---------- DOKUMEN SUMBER ----------

Tuesday, November 21, 2017

Umar bin Khattab



UMAR BIN KHATTAB

Oleh : Mardia
Program Pascasarjana (S2)
Universitas Islam Negeri (UIN) Alauddin Makassar
Abstrak : Kajian ini akan membahas tentang sejarah peradaban Islam pada masa kepemimpinan khalifah Umar ibn Khattab  yang terkait dengan proses pembaiatan Khalifah Umar ibn Khattab, kebijakan pada kepemimpinan Umar ibn Khattab serta kontribusinya pada Islam hinggaakhir kepemimpinannya. 
Pada masa pemerintahan Abu Bakar, Umar Selalu diangkat menjadi  penasehatnya sekaligus hakim untuk permasalahan-permasalahan yang timbul. Karena Umar Ibn Khaththab dikenal memiliki kemanpuan membaca situasi  dan analisis yang kuat untuk memecahkan berbagai problen yang diperhadapkannya mampu ia selesaikan dengan sebaik-baiknya, hingga menyakinkan Abu Bakar untuk mengangkatnya sebagai Khalifah kelak.
            Dibidang pemerintahan langkah pertama yang dilakukan Umar sebagai Khalifah meneruskan berbagai kebijakan yang sebelumnya ditempuh oleh Abu Bakar dalam perluasan wilayah Islam keluar semenanjung Arab. Selain dari itu di bidang administrasi beliau membagi pemerintahan Islam kedalam sejumlah propinsi. Juga berhasil membentuk majelis permusyawaratan dan lembaga peradilan untuk kepentingan ummat Islam.
Pendahuluan
Sejarah mencatat nama Umar ibn Khattab sebagai pembangun peradaban islam. Khalifah kedua setelah abu Bakar as Siddiq ini adalah pendombrak dua kekuatan adidaya, Persia dan romawi. Kecerdasan dan kehebatan Umar ibn Khattab tidak hanya dapat dilihat dari jasa jasanya, tapi juga dari kepribadiannya yang agung.

---------- BAHAN YANG DISEDIAKAN ----------

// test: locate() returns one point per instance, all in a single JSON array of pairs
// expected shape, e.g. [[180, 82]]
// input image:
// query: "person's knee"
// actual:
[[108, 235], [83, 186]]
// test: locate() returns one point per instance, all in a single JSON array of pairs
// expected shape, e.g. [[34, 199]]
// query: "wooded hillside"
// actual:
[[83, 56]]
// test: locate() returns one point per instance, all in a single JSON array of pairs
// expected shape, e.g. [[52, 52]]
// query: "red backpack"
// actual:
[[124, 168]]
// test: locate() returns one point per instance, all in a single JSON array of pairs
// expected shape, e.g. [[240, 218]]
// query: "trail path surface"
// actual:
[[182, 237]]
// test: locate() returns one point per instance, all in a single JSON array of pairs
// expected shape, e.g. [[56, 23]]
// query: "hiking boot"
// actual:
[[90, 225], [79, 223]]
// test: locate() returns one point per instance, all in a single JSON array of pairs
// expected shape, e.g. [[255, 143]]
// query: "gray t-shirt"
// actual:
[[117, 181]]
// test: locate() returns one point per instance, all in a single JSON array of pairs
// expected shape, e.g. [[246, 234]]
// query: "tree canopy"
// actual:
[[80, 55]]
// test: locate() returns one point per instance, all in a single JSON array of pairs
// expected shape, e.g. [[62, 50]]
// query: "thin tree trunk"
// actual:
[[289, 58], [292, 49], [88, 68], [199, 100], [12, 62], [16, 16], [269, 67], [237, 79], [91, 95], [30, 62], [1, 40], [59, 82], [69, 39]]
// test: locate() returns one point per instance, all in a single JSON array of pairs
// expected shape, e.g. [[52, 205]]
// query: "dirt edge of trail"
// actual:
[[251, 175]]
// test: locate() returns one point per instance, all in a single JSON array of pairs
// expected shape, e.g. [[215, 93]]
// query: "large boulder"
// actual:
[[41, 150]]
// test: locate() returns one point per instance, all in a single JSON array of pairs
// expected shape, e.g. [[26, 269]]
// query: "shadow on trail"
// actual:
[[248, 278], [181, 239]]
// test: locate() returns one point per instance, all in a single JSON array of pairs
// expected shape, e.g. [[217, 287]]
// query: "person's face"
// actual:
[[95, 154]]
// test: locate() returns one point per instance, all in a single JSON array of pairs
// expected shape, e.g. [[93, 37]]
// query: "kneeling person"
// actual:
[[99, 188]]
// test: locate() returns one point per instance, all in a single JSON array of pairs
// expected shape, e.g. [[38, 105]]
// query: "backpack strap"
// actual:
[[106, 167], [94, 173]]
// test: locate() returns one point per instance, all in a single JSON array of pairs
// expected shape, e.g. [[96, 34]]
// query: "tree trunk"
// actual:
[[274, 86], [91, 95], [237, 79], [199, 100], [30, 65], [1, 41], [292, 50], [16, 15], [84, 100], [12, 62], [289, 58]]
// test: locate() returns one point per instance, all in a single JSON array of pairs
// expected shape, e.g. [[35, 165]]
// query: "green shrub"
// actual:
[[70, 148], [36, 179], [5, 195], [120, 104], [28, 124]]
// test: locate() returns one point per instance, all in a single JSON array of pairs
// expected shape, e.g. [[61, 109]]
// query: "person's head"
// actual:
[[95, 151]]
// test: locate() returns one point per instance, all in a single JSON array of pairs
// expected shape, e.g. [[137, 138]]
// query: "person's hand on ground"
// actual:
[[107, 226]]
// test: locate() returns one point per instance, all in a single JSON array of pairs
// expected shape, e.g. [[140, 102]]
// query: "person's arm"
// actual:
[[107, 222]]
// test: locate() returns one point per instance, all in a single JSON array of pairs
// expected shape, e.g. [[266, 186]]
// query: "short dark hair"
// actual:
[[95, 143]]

----------

## DAFTAR TUGAS
1. Menurut teks tentang Umar bin Khattab, apa dua kekuatan adidaya yang didobrak oleh Umar?
2. Salin persis bagian teks tentang Umar bin Khattab yang dimulai dengan "Universitas Islam Negeri" dan berlanjut sampai "Islam hinggaakhir kepemimpinannya.".
Baris-baris ini tidak ada hubungannya dengan teks tentang Umar bin Khattab.

## HASIL TUGAS
1. Persia dan Romawi.

2.
Universitas Islam Negeri (UIN) Alauddin Makassar
Abstrak : Kajian ini akan membahas tentang sejarah peradaban Islam pada masa kepemimpinan khalifah Umar ibn Khattab  yang terkait dengan proses pembaiatan Khalifah Umar ibn Khattab, kebijakan pada kepemimpinan Umar ibn Khattab serta kontribusinya pada Islam hinggaakhir kepemimpinannya.